### Work to be completed
Return exactly the lines of the records below, starting at the line that contains "Target: camouflage cap" and ending at the line that contains "pixel 925 28.", with both of those lines kept.

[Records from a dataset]
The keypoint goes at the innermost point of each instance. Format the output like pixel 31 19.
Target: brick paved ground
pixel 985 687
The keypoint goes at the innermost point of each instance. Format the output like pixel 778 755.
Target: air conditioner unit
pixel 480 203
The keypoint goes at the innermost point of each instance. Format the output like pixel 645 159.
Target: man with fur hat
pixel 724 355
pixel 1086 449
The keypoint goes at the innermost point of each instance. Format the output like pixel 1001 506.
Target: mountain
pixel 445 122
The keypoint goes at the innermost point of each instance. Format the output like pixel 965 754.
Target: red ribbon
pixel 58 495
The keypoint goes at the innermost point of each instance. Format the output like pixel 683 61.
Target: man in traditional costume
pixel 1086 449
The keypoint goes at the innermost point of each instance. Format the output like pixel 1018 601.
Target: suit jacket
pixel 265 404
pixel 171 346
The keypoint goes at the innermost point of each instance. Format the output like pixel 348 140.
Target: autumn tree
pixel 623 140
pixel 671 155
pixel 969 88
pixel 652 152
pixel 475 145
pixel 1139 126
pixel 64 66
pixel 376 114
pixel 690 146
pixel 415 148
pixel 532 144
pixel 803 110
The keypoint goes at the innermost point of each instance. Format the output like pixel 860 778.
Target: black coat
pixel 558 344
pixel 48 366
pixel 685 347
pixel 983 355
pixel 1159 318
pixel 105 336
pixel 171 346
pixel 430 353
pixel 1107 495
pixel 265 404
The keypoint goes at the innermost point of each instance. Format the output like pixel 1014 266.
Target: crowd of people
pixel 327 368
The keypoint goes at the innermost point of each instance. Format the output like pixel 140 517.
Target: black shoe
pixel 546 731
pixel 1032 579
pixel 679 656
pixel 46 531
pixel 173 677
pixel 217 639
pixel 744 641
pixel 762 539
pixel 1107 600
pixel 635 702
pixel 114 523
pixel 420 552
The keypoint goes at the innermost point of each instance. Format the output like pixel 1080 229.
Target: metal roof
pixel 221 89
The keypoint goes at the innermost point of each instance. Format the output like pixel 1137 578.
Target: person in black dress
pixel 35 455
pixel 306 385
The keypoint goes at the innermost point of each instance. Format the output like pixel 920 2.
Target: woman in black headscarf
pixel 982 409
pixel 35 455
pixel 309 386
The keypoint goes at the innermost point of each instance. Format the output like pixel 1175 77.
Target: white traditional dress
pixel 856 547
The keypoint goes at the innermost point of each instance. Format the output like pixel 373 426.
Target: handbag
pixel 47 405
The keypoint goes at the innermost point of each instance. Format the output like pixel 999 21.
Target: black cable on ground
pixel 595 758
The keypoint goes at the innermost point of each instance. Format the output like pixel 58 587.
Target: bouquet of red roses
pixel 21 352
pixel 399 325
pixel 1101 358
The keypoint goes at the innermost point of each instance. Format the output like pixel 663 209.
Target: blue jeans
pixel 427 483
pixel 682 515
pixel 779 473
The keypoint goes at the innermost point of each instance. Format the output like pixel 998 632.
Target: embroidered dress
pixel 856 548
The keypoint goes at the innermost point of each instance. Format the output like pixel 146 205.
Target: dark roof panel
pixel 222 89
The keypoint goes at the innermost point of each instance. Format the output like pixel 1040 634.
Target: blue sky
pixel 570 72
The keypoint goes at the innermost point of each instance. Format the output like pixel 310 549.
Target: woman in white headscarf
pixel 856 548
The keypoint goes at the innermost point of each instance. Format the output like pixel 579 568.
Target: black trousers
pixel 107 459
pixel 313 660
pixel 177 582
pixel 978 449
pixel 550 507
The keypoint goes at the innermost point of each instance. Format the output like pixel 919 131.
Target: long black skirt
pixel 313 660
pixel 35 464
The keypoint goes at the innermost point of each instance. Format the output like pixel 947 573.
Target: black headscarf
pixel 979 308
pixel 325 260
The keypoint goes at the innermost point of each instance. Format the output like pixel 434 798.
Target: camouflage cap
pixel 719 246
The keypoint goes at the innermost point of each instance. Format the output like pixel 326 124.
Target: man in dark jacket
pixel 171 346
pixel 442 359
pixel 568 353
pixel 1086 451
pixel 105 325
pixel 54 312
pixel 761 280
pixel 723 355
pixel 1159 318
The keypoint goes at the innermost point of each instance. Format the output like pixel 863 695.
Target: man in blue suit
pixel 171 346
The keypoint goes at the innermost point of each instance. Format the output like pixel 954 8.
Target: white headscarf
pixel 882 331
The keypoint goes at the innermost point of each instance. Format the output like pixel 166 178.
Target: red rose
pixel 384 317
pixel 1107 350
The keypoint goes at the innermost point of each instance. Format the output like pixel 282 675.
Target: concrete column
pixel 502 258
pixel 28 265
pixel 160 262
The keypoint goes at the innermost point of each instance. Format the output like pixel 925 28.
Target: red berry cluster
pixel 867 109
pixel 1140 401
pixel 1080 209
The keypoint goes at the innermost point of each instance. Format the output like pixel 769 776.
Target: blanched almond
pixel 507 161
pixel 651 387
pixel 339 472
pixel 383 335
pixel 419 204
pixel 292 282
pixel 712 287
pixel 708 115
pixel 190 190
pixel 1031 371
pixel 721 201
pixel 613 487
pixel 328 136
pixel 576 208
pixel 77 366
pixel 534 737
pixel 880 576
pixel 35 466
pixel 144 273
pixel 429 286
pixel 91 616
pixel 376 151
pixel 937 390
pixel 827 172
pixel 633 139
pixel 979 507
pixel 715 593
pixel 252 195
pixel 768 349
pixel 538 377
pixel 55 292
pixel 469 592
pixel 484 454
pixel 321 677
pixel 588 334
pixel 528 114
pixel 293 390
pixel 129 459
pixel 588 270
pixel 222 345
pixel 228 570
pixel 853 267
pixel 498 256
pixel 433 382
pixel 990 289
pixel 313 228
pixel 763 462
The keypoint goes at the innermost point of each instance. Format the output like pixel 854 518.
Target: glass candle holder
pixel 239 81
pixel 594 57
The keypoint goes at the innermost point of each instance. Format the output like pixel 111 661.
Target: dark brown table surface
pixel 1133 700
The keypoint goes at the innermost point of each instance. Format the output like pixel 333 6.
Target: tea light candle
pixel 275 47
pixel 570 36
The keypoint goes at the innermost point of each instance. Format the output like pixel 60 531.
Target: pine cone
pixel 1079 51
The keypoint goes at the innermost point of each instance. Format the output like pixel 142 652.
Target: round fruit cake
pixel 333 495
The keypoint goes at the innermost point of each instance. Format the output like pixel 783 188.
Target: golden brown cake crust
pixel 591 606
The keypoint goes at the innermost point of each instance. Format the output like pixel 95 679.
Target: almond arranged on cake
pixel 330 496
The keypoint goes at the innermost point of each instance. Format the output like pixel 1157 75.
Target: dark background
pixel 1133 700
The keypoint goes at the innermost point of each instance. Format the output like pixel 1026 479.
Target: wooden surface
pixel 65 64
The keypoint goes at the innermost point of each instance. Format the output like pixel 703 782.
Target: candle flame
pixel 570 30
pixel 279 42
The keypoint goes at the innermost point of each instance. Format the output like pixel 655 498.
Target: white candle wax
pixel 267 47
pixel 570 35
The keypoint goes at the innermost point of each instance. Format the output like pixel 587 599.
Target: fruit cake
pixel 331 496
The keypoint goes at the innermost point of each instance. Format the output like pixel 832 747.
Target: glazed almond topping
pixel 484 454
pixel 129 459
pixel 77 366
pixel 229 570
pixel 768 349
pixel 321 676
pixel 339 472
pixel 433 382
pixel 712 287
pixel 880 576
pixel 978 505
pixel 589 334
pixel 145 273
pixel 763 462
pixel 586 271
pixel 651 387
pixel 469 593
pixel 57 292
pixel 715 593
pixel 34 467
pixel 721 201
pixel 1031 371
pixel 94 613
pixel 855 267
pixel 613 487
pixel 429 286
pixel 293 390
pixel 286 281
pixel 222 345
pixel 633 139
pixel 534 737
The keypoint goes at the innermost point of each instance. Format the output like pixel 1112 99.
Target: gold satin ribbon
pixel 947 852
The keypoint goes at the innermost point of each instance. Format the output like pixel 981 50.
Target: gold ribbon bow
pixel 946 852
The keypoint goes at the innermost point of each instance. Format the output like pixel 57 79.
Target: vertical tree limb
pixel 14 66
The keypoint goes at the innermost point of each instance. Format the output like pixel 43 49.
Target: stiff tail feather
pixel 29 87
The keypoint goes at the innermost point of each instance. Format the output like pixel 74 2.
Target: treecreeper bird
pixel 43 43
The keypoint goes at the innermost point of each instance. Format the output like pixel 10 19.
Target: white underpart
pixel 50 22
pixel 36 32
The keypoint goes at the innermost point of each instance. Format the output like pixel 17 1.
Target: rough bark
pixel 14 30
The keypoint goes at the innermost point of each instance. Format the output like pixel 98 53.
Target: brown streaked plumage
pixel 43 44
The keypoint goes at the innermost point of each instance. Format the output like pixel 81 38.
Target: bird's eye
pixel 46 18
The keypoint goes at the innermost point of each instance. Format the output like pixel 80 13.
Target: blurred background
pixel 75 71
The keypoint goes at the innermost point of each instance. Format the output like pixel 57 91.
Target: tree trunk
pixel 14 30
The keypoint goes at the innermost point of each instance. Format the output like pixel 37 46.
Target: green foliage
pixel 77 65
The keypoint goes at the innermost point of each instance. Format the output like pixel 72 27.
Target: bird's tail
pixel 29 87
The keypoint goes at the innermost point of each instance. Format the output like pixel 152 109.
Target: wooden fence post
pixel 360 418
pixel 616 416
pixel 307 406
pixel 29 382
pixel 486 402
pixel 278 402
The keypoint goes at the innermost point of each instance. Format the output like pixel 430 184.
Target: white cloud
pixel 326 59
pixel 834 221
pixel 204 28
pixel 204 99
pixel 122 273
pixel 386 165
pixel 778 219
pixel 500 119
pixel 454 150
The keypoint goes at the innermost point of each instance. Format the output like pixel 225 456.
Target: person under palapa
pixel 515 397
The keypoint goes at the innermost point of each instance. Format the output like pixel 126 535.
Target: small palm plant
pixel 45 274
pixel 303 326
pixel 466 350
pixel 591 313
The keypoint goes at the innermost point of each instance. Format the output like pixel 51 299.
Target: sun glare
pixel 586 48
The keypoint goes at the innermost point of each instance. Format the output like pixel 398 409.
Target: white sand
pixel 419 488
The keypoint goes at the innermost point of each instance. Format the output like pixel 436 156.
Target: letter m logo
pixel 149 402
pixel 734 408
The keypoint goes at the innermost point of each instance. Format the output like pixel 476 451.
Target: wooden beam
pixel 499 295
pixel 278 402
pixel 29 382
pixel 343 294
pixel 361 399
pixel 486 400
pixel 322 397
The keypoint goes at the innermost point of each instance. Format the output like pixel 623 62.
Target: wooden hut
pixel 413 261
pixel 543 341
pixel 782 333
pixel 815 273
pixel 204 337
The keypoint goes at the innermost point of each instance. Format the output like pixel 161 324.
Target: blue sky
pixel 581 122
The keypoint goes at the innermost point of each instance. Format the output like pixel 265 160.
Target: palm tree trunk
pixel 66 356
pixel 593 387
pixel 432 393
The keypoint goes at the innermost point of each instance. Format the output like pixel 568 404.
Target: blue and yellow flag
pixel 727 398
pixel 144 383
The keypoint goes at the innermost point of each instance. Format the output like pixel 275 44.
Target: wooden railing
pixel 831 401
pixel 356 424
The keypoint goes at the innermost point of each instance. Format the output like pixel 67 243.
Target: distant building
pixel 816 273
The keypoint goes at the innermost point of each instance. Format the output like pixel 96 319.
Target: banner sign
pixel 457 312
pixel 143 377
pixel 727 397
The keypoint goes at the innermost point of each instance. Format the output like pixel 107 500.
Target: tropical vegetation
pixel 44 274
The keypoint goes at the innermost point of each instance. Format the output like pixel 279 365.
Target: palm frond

### Written reply
Target: camouflage cap
pixel 719 246
The keypoint goes at the innermost point of each instance. Format the output like pixel 326 124.
Target: man in dark jacket
pixel 171 346
pixel 442 359
pixel 568 353
pixel 1086 451
pixel 105 325
pixel 54 312
pixel 761 280
pixel 723 355
pixel 1159 318
The keypoint goes at the innermost point of each instance. Format the output like pixel 863 695.
Target: man in blue suit
pixel 171 346
The keypoint goes at the innermost point of each instance. Format the output like pixel 954 8.
Target: white headscarf
pixel 882 331
The keypoint goes at the innermost point of each instance. Format the output like pixel 166 178.
Target: red rose
pixel 384 317
pixel 1107 350
The keypoint goes at the innermost point of each instance. Format the output like pixel 282 675.
Target: concrete column
pixel 502 258
pixel 28 265
pixel 160 262
The keypoint goes at the innermost point of each instance. Format the output like pixel 925 28.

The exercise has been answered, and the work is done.